> _Exercise requirements_
[1] In the bioreactor project description below, what kind of pump was chosen to circulate the liquids?
[2] Copy the part of the bioreactor project description below from "A colleague asked" up to and including "refinements to make...".
[3] Continue the bioreactor project description below from its last sentence.

> _Text segment_
=-=-=

UI/UX design; plastic, glass, and metal form-factor design & fabrication; material & component specification; macrofluidics; electromechanical design & assembly with sensors, indicators, actuators, microcontrollers, and power supplies.
A colleague asked if I might be interested in developing some designs for a home/school-targeted bioreactor product. I was!
Side view of the layout for an insulated, temperature-controlled, semi-automated bioreactor concept.
The initial prototype, based on these sketches, was created in a matter of weeks, but there were refinements to make...
The next prototype, started in March 2015, was based on the concept of a water cooler which served to continuously ferment a bacterial culture.
The vessel was a 6 gallon glass carboy. After the base was made, I drilled some ports in the top (bottom) of the carboy to allow liquids to circulate & agitate the culture in a pump-over technique.
After several hours of drilling and grinding, I finished boring the holes for a fill/feed/airlock in the center, and the circulation port closer to the side.
Now, work on designing the plumbing layout began.
A diaphragm pump was chosen to circulate the liquids because they are self-priming and less-detrimental to bacterial populations than centrifugal pumps. 3-way valves controlled flow & filling (manually) and a solenoid valve controlled the dispensing of the liquid culture.
Shortly after, the prototype was tested for leaks, washed, then a starter culture of facultative anaerobes (EM-1) was added along with filtered water and blackstrap molasses. The pump's outlet hose was angled in such a way that the pump-over action caused a vortex to form in the liquid, showing proper mixing of the contents.

=-=-=

> _Entries supplied_
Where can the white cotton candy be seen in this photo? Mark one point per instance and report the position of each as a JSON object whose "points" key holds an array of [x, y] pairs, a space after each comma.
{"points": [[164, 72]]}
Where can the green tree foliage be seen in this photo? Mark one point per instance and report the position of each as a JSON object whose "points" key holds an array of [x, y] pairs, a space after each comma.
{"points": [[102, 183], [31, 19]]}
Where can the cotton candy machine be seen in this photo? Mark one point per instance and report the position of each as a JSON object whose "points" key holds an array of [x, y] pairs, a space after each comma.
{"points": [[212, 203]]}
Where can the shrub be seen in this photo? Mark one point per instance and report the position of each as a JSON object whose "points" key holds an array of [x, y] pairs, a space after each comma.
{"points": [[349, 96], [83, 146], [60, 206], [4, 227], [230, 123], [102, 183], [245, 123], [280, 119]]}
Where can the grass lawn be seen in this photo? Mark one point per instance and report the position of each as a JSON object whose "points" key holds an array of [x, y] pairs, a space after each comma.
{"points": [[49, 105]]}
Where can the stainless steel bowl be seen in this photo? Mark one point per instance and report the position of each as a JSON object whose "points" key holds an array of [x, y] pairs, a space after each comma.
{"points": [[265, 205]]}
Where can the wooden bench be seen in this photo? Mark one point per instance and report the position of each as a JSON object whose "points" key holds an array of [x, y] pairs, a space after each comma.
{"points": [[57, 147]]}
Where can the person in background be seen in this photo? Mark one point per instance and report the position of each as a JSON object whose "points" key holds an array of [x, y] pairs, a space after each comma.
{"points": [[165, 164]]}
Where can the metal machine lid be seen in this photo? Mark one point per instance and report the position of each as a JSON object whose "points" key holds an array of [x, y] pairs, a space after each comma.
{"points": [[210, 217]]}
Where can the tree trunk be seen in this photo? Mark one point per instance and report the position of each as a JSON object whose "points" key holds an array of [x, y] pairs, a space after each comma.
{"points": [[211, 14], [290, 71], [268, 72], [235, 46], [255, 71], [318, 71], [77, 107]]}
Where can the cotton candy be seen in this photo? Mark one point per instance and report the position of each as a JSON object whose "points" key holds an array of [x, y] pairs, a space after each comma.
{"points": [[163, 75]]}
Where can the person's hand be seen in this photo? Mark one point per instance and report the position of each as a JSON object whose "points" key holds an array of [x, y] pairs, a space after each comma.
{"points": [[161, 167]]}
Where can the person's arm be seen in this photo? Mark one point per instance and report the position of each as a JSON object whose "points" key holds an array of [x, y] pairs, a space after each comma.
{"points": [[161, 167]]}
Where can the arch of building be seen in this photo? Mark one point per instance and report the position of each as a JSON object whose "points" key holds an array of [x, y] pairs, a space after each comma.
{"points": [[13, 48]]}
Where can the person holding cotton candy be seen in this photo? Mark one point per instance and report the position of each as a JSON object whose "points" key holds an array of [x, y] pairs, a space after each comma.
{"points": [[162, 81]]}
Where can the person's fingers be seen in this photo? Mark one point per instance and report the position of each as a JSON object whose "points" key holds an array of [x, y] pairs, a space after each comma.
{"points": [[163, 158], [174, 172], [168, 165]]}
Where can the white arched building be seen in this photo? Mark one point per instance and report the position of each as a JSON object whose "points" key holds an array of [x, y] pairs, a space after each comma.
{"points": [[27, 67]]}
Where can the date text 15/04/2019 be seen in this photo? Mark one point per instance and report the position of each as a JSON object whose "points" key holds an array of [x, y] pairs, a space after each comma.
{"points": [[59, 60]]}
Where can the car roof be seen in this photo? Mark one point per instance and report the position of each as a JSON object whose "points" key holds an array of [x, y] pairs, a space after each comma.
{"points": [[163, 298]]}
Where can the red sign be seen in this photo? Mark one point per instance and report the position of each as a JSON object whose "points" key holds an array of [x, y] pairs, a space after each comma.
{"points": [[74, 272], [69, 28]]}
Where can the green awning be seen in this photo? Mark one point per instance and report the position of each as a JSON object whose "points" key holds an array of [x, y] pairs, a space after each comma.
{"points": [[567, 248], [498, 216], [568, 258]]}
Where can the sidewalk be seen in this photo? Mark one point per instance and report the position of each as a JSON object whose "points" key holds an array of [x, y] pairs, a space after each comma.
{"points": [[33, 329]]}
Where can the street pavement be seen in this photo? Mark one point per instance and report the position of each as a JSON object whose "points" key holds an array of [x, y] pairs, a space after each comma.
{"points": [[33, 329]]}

=-=-=

> _Task-by-task results_
[1] A diaphragm pump.

[2]
A colleague asked if I might be interested in developing some designs for a home/school-targeted bioreactor product. I was!
Side view of the layout for an insulated, temperature-controlled, semi-automated bioreactor concept.
The initial prototype, based on these sketches, was created in a matter of weeks, but there were refinements to make...

[3]
With the addition of an electric heat strap, the culture was off and running!
With a proof-of-concept model out of the way, we began designing a more-robust and fully-featured prototype.
Here is the result of some MIG welding (before grinding) at TechShop Mid-Peninsula.
It was decided that this model needed stronger agitation than circulation alone could provide, so I began testing out various mixer blades.
There were a LOT of small components specially designed for this prototype, many of them cut out of acrylic plastic sheets.
The end result of a few intense weeks of fabrication was a machine which could continuously 'brew' a liquid culture of aerobic or anaerobic bacteria and/or fungi (automated kombucha machine, anyone?) with solid/liquid inputs & liquid output dispensing being mechanically regulated, agitation (spin mixing), color-based indicator lights, and aqueous chemistry monitoring (pH, EC, DO, temperature, etc.).
First test of the agitator/mixer creating a vortex in water.